- [LISTING]
** BEGIN **
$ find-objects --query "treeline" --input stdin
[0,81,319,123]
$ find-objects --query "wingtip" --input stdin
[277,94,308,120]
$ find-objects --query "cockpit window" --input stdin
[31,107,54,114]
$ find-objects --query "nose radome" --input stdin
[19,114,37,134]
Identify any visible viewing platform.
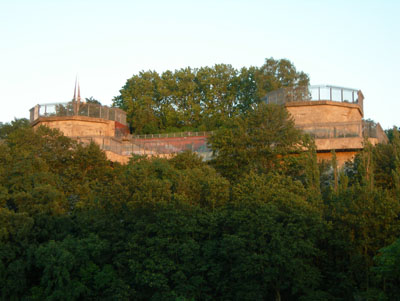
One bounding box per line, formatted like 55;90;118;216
263;85;364;115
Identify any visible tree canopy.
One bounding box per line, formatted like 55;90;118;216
113;58;309;134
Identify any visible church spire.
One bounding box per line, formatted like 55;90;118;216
72;75;81;115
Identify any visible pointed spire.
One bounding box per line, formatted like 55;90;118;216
72;75;81;115
72;75;78;101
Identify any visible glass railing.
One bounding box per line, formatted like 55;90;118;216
296;120;387;143
30;102;126;125
263;85;364;110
** END **
- [TASK GOAL]
Rewrite the lines above as a CSV with the two columns prompt_text and target_output, one row for each thing asked, holding its full wording and its answer, with every field quoted and line breaks replaced by spaces. Leave the pictures out.

- [TASK RESPONSE]
prompt_text,target_output
"$ find-objects --query ""treeline"" --input stdin","[0,81,319,123]"
"$ find-objects --query ""wingtip"" --input stdin","[277,94,308,120]"
"$ find-objects --query ""cockpit window"" --input stdin","[31,107,54,114]"
"$ find-objects --query ""nose radome"" --input stdin","[19,114,37,134]"
"Identify any visible viewing platform. One bounding box per line, formatted like 55;90;118;216","263;85;364;115"
"Identify any visible tree canopy. One bounding box per line, formatted like 55;90;118;216","113;58;309;134"
"Identify any visible church spire. One bounding box per line, formatted like 55;90;118;216","72;75;81;115"
"Identify any visible pointed spire. One bounding box per line, formatted like 55;90;118;216","72;75;81;115 72;75;78;101"
"Identify any visible glass railing. One bounding box per line, formatted like 55;90;118;216","296;120;387;143 30;102;126;125 263;85;364;110"